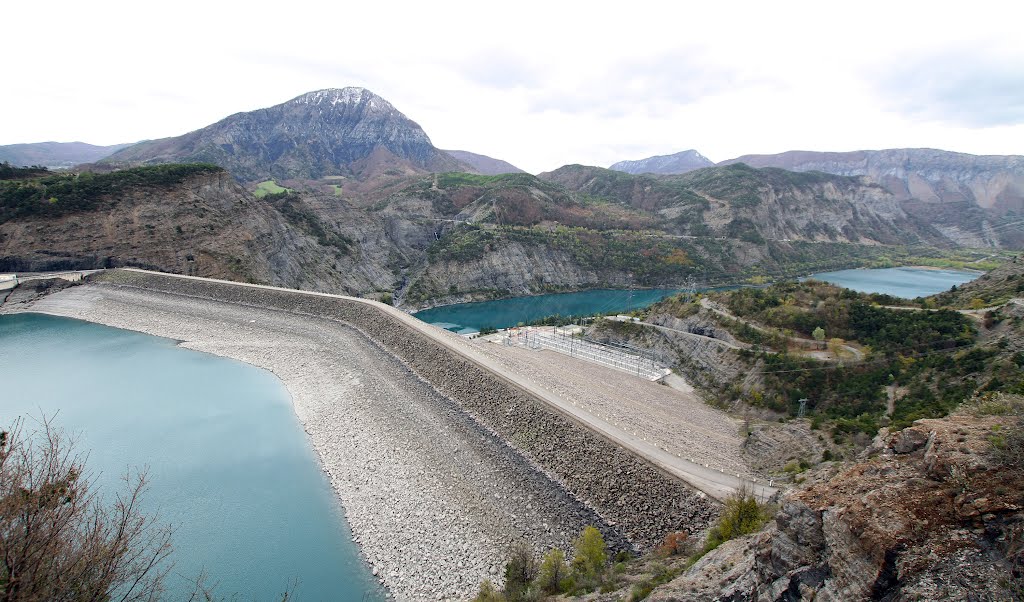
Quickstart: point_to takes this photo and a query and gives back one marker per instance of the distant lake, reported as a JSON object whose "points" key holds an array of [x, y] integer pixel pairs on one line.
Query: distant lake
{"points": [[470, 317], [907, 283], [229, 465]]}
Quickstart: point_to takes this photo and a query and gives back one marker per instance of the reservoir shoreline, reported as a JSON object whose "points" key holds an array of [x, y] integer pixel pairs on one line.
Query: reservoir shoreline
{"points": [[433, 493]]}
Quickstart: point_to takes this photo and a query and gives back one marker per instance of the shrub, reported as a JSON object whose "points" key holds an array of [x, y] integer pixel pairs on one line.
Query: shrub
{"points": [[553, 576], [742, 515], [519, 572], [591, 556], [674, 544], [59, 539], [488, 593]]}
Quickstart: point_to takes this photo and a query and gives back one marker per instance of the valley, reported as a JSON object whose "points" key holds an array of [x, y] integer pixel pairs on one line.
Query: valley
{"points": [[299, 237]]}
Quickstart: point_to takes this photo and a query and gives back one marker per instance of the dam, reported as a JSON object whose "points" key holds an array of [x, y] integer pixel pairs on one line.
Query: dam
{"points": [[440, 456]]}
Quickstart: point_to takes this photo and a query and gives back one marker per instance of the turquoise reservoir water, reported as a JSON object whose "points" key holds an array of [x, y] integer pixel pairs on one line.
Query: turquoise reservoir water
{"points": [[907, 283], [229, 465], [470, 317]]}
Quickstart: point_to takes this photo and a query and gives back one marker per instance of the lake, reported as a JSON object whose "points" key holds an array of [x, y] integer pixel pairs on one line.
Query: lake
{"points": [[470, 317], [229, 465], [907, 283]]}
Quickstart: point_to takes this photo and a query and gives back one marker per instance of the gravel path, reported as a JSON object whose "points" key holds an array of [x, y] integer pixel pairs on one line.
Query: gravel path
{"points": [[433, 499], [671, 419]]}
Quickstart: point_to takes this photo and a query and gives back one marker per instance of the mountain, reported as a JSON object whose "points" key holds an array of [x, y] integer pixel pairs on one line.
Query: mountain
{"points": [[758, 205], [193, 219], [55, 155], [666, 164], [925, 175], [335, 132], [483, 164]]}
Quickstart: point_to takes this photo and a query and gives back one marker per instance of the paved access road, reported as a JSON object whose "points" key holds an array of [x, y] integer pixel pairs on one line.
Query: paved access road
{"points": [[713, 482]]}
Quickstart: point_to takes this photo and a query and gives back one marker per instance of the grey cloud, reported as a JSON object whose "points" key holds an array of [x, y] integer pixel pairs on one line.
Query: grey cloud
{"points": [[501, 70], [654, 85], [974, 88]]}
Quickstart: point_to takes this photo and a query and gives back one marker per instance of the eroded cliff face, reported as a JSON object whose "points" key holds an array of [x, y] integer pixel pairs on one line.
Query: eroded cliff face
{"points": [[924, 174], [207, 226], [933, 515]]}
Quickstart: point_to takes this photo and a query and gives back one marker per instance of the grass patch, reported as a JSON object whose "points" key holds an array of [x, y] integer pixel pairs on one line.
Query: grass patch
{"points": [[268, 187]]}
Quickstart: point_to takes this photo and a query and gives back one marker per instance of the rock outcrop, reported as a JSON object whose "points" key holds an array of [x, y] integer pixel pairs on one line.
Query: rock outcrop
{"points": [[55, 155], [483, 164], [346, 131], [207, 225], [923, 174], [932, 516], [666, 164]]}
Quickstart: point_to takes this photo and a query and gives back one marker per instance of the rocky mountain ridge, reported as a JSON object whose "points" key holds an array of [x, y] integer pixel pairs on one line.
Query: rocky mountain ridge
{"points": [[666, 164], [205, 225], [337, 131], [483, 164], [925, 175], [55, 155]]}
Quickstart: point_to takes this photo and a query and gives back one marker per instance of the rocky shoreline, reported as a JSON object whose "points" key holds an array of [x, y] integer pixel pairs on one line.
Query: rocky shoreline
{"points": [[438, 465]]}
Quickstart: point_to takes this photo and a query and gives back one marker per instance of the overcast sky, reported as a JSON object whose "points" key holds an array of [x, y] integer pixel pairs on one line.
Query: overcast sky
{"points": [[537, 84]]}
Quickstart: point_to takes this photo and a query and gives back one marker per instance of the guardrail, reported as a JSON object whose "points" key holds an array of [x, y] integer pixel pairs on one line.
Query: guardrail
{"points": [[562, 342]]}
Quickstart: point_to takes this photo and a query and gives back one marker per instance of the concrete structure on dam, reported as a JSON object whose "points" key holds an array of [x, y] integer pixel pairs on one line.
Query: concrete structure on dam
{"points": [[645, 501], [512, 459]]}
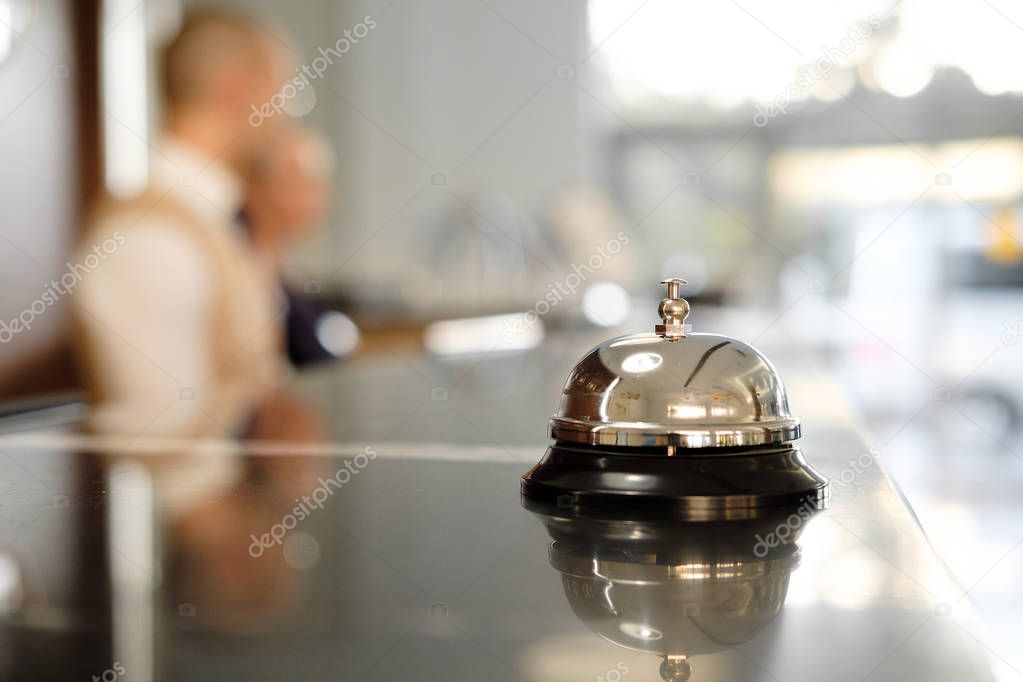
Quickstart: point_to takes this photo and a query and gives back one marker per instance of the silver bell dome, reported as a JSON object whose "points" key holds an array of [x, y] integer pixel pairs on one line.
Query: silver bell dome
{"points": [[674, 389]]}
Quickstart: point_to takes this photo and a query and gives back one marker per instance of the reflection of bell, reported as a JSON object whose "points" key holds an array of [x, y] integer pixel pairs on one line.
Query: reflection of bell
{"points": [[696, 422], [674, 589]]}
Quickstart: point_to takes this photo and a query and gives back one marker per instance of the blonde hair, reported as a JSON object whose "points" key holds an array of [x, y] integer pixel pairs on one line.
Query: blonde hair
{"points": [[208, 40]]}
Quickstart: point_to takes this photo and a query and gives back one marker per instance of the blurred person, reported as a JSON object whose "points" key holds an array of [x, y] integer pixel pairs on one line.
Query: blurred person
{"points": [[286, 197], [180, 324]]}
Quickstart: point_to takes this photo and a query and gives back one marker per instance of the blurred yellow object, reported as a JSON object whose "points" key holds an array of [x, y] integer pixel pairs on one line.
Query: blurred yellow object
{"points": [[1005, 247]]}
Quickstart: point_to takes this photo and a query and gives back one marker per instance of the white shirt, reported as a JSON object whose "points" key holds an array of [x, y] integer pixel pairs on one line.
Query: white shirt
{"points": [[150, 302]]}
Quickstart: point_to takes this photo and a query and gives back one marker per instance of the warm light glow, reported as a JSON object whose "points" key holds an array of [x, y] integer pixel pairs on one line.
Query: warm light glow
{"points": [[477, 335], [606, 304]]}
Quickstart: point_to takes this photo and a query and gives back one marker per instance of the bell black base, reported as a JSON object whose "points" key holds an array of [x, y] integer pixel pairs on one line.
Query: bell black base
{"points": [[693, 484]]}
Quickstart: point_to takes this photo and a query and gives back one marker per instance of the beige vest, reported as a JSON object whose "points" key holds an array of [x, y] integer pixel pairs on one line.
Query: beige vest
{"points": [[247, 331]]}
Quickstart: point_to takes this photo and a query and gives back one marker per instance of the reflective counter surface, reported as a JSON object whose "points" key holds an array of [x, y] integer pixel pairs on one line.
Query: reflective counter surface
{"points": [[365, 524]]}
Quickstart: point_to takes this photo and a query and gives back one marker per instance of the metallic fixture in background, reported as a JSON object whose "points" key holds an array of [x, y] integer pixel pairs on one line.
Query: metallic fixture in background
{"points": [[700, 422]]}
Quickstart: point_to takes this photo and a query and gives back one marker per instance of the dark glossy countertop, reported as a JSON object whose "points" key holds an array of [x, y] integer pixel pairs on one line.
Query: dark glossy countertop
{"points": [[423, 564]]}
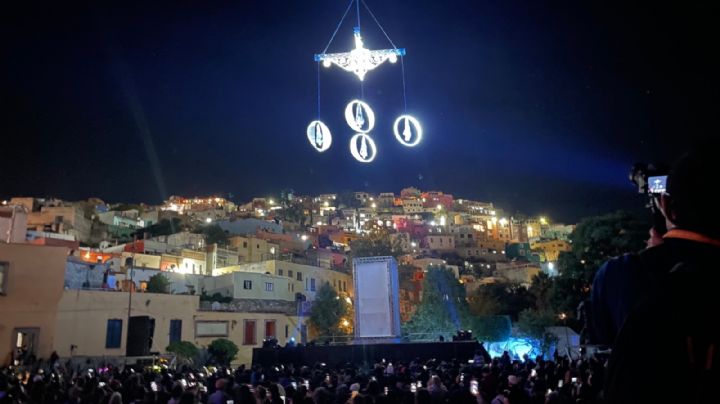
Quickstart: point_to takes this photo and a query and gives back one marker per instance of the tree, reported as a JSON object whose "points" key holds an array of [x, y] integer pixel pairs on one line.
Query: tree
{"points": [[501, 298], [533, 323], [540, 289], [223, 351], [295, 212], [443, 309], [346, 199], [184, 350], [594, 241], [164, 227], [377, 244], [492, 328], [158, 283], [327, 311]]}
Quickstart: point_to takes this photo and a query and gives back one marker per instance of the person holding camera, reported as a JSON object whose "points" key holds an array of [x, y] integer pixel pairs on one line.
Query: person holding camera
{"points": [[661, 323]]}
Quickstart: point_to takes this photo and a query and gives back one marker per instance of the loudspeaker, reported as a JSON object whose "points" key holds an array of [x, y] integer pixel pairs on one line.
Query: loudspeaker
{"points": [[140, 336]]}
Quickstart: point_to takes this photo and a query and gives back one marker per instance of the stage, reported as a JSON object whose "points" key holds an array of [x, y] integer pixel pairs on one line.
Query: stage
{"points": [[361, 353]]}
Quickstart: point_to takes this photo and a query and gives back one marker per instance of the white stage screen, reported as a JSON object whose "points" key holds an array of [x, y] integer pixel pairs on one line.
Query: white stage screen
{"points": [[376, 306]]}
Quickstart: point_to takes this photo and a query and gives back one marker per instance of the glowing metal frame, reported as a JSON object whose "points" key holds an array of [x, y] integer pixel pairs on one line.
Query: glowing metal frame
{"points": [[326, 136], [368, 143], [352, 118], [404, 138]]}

===============

Starting with the line that contains "the tree, reported" and going on through the end of the records above, rewrite those lines with "loudspeaker" changed to "speaker" and nothing else altered.

Task solution.
Quickstart: point_to takes this photo and a query and gives back one marker per instance of the tree, reported as a JSON object whose "points" key holds an array of [x, y] integer pixel pairs on one line.
Query: tree
{"points": [[501, 298], [533, 323], [540, 289], [223, 351], [295, 212], [443, 309], [346, 199], [184, 350], [594, 241], [164, 227], [377, 244], [492, 328], [158, 283], [327, 311]]}
Quickstart: point_to takes this photo and a query and gives back one marker per instance of the person holding camera, reported as a JSON object whose "points" key holds an array of [x, y] integer pixel pairs on one line.
Query: person holding camera
{"points": [[661, 323]]}
Quickstart: point_to takes this photo and a query and gives back one marker per instance of the speaker, reported as a JSON object whose "points" key holds an array of [x, y] integer pixel pairs on one line.
Query: speaker
{"points": [[140, 336]]}
Quickstart: point_to takes this photo and a query and gives back one marker per instance of the stage, reported as a JSON object whose "points" key holds an array of [x, y] integer pixel pairs on one line.
Query: stage
{"points": [[361, 353]]}
Quickstart: point_to takes this photo and a query and gives back one marker per instance of the white stage screen, reported as a JSON object whose "points" key holds an array of [x, y] integer pixel pairs on one line.
Query: white stage screen
{"points": [[376, 306]]}
Quickstart: point_to takes this photo and a query and gives back one marker per instance of the glowing metal frame, reported as a JSON object whose "points" key holds an array of [x, y] integer pixel pairs on one line.
Query: glowing metal frame
{"points": [[326, 136], [368, 143], [352, 118], [404, 138]]}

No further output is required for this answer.